#### DIRECTIONS FOR THIS TASK
Please copy, exactly and with no pictures, only the lines from the one containing "the white candy" through the last line of the records.

#### MATERIAL PROVIDED
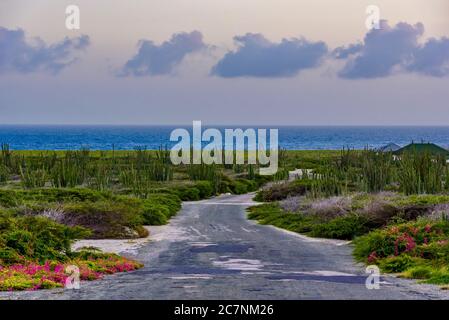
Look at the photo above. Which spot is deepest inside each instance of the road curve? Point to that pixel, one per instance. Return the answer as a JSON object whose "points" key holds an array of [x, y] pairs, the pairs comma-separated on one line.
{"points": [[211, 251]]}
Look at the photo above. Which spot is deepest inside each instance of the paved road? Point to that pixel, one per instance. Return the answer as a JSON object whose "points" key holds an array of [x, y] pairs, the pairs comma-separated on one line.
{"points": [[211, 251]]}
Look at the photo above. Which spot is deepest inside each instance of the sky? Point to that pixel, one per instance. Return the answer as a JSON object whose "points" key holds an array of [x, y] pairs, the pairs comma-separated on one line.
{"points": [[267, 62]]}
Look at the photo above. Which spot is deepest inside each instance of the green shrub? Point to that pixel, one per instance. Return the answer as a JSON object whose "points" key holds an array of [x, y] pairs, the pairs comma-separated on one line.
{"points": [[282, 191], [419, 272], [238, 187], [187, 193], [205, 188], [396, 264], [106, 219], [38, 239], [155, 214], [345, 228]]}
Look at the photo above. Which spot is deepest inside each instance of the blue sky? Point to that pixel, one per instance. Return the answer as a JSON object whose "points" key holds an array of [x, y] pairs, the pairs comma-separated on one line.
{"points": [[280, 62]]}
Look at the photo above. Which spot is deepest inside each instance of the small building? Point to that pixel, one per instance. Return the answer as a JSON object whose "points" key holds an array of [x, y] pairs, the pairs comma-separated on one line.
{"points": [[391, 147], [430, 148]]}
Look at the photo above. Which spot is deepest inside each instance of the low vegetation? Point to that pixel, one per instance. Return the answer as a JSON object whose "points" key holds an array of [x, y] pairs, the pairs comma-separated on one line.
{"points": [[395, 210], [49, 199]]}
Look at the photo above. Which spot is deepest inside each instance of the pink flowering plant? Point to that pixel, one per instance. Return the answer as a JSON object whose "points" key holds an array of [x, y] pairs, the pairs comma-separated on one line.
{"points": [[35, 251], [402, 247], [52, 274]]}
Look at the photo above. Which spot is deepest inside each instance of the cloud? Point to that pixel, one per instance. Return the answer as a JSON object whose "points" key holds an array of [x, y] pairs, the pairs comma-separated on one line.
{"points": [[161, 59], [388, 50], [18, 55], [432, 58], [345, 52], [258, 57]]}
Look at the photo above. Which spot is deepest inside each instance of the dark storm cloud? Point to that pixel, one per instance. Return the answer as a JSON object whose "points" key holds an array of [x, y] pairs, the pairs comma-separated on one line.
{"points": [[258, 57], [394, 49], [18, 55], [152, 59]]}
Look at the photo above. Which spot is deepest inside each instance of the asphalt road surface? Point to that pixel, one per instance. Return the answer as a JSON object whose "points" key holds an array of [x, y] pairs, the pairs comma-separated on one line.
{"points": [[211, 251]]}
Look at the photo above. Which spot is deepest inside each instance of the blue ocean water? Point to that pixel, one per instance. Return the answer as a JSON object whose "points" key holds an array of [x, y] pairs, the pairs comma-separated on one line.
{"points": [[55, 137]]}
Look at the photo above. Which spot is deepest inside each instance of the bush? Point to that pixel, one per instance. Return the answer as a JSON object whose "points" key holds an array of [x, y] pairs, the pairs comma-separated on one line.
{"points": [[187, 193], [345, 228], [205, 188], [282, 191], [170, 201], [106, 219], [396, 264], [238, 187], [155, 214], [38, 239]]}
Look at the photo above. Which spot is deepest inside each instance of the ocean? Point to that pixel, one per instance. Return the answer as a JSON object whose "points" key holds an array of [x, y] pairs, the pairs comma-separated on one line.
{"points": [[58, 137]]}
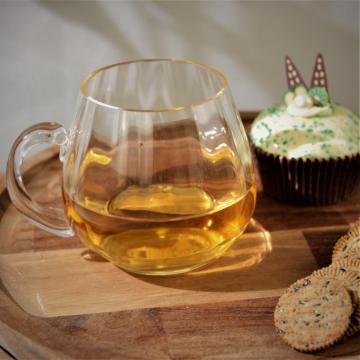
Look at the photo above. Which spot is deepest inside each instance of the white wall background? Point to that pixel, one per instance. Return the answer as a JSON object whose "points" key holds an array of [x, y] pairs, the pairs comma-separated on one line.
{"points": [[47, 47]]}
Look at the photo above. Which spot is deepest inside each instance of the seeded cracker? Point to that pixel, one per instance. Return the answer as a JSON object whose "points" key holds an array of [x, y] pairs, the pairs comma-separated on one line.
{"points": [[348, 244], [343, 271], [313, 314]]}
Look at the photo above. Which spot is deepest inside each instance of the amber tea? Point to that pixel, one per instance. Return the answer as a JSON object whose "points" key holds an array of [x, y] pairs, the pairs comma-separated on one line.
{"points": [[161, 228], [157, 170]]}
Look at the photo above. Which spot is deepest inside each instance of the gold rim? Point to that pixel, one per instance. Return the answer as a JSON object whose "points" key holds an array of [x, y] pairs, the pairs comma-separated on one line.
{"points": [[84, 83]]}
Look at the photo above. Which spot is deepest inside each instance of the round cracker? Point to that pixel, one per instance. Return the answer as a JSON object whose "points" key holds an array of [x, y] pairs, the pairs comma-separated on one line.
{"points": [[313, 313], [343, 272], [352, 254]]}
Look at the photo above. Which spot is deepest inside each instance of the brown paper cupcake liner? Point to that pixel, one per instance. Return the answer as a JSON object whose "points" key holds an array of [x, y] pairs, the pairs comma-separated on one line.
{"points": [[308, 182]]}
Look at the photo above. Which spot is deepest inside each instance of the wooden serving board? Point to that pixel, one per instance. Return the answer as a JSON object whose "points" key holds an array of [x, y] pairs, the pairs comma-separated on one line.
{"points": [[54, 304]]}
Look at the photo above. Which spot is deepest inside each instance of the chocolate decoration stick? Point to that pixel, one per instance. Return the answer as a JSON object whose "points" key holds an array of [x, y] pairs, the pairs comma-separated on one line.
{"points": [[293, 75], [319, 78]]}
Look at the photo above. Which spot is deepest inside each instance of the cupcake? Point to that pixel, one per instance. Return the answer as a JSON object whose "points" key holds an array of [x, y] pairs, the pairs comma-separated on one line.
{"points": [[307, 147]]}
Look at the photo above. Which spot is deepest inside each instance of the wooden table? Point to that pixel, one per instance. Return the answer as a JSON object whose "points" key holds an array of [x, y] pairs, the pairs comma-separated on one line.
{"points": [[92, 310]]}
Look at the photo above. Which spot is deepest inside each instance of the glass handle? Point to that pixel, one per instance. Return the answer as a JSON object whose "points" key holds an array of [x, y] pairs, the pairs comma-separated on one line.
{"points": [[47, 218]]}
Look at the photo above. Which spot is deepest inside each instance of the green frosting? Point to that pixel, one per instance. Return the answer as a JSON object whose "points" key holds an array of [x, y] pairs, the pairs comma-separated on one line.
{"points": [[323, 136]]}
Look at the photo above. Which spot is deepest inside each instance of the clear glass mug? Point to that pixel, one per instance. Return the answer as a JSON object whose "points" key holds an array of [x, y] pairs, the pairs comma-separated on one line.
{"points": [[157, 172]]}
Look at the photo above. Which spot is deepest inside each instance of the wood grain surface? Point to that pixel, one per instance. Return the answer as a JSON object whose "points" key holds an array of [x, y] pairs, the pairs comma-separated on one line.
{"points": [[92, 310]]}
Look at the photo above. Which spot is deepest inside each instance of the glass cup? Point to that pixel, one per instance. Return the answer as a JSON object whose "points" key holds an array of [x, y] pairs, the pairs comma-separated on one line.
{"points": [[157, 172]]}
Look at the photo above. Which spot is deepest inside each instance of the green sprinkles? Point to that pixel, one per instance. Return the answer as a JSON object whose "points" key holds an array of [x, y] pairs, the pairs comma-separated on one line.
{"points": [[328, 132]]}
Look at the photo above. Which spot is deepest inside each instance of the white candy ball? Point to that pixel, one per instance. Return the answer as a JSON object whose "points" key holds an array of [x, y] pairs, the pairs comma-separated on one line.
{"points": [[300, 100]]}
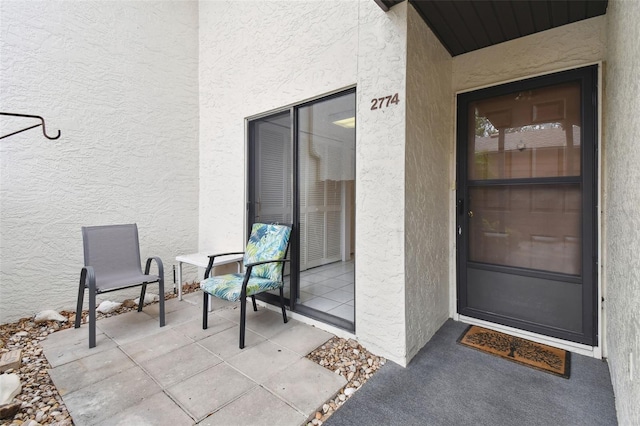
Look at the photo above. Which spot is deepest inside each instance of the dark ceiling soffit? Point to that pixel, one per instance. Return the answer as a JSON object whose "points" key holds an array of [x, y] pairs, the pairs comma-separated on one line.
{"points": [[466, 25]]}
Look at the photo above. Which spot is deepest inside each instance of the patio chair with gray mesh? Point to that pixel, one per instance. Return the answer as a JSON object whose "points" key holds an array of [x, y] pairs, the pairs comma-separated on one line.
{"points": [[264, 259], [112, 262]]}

#### FINISHED EXERCISE
Look at the photo above. Which spot is deepest inside each instance of the white candy ball? Point to that pixel, one per instance. Return the answer as a JSON object whose "points" key holds an array of [x, y] pairs, the pairs comma-separated on one line.
{"points": [[300, 100]]}
Look at the photo above. Which spot is deepest inside each instance of the dark ceiling soffit? Point to that pixel, one per instance. Return the answer as a JSON object whose "points" key holds an array of [x, y] pairs, the pairs comma-separated on one line.
{"points": [[466, 25]]}
Look at the photo above. Which spot is deepest inside each instance of the patio chair with gray mesh? Point to that pixel, one per instance. Return the answer as a JSON object whose "points" key holds an array of [x, y] pairs, the pairs comma-separated on one line.
{"points": [[264, 259], [112, 262]]}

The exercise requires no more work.